Set out every line of the records below as a Markdown table with the columns Number and Entry. Skip blank lines and leave out the pictures.
━━ Supplied records
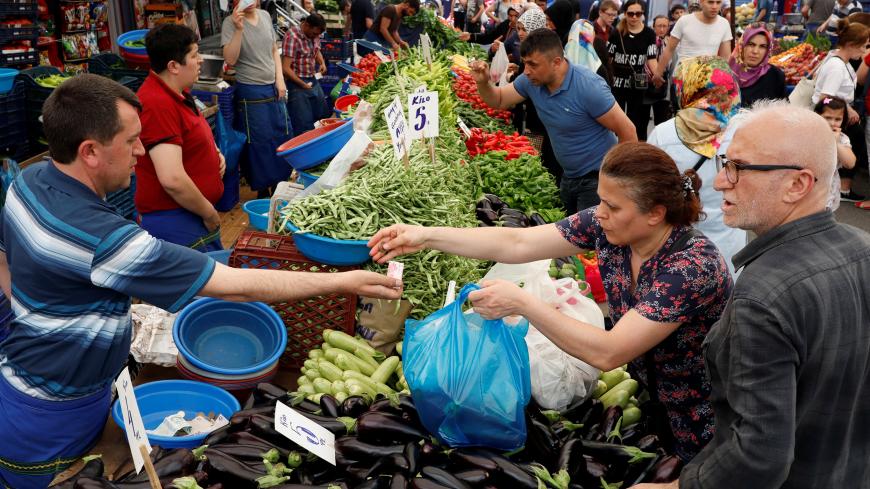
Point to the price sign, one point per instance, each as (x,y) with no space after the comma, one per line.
(426,44)
(304,432)
(136,436)
(395,116)
(423,114)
━━━━
# [Answer to this problem]
| Number | Entry |
|---|---|
| 1 | Point to the price sign, one point per instance, each as (x,y) with no space after the comma, one per line. |
| 2 | (426,44) |
| 3 | (304,432) |
| 4 | (136,436) |
| 5 | (395,116) |
| 6 | (423,114) |